*** Document section ***
OLDWICK, N.J.–(BUSINESS WIRE)–AM Best has assigned a Financial Strength Rating of A- (Excellent) and a Long-Term Issuer Credit Rating of “a-” to Hospitals Insurance Company, Inc. (HIC) (New York, NY). The outlook assigned to the Credit Ratings (ratings) is stable.
The ratings reflect HIC’s balance sheet strength, which AM Best assesses as strongest, as well as its adequate operating performance, limited business profile and appropriate enterprise risk management.
The balance sheet strength assessment reflects the company’s risk-adjusted capitalization at the strongest level, as measured by Best’s Capital Adequacy Ratio (BCAR), which benefits from modest underwriting leverage, prudent reserving practices and a conservative investment portfolio. The company has a history of organic surplus growth and good quality of capital with no debt or surplus notes. HIC reported pre-tax operating income in each of the prior five years. Five-year average operating ratios and return metrics are better than the medical professional liability (MPL) peer group composite. AM Best expects these metrics to be more in line with or slightly outperform the peer group composite in the future.
HIC specializes in providing MPL insurance to hospitals and physicians affiliated with its insured hospitals in New York. Along with its sister company, Healthcare Risk Advisors (HRA), the combined entities offer an integrated approach to claims handling, risk management and data analytics that can provide a broad set of risk finance and risk transfer solutions to clients. While HIC has elevated product and geographic concentration risks as a single-state, primarily monoline insurer, this is mitigated partially by management’s significant depth of experience in the New York hospital professional liability market.
The Doctors Company, An Interinsurance Exchange (TDC), the second largest MPL insurer in the United States, acquired HIC in 2019. The company served the major N.Y. hospital systems—Mount Sinai, Montefiore and Maimonides—before its acquisition, and continues to do so post-acquisition. HIC recently opened its distribution model to accept other hospitals and physician groups in New York. While growth is projected to be moderate over the next few years, the planned expansion does carry a degree of execution risk. AM Best considers the group’s risk-management capabilities appropriate for the group’s risk profile. HIC has largely adopted the ERM practices of its parent, TDC.
The stable outlooks reflect the expectation that HIC will maintain a balance sheet assessment at the strongest level over the intermediate term with adequate operating results contributing to surplus growth needed to support the company’s expanding book of business following the opening of the HRA/HIC program to hospitals and physician groups in New York.
*** End of Document section ***
_Your objective:_
Answer these questions from the rating announcement.
1. What Financial Strength Rating did AM Best assign to HIC?
2. What is the name of HIC's sister company?
3. Which company acquired HIC, and in what year?
*** Records shown ***
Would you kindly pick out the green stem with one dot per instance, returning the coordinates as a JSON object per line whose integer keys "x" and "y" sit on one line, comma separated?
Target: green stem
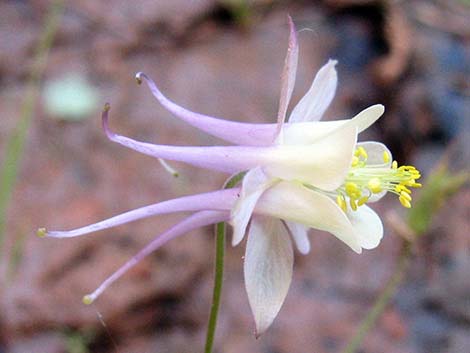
{"x": 382, "y": 301}
{"x": 16, "y": 141}
{"x": 219, "y": 272}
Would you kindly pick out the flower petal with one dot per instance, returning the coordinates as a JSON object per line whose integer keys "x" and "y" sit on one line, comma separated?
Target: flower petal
{"x": 197, "y": 220}
{"x": 367, "y": 225}
{"x": 258, "y": 134}
{"x": 375, "y": 154}
{"x": 375, "y": 158}
{"x": 234, "y": 132}
{"x": 294, "y": 202}
{"x": 255, "y": 182}
{"x": 299, "y": 233}
{"x": 268, "y": 269}
{"x": 322, "y": 164}
{"x": 288, "y": 76}
{"x": 318, "y": 98}
{"x": 304, "y": 133}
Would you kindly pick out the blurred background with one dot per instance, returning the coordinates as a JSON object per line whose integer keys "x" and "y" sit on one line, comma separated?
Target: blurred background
{"x": 61, "y": 61}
*** End of Records shown ***
_Result below:_
1. A- (Excellent)
2. Healthcare Risk Advisors (HRA)
3. The Doctors Company, An Interinsurance Exchange (TDC), in 2019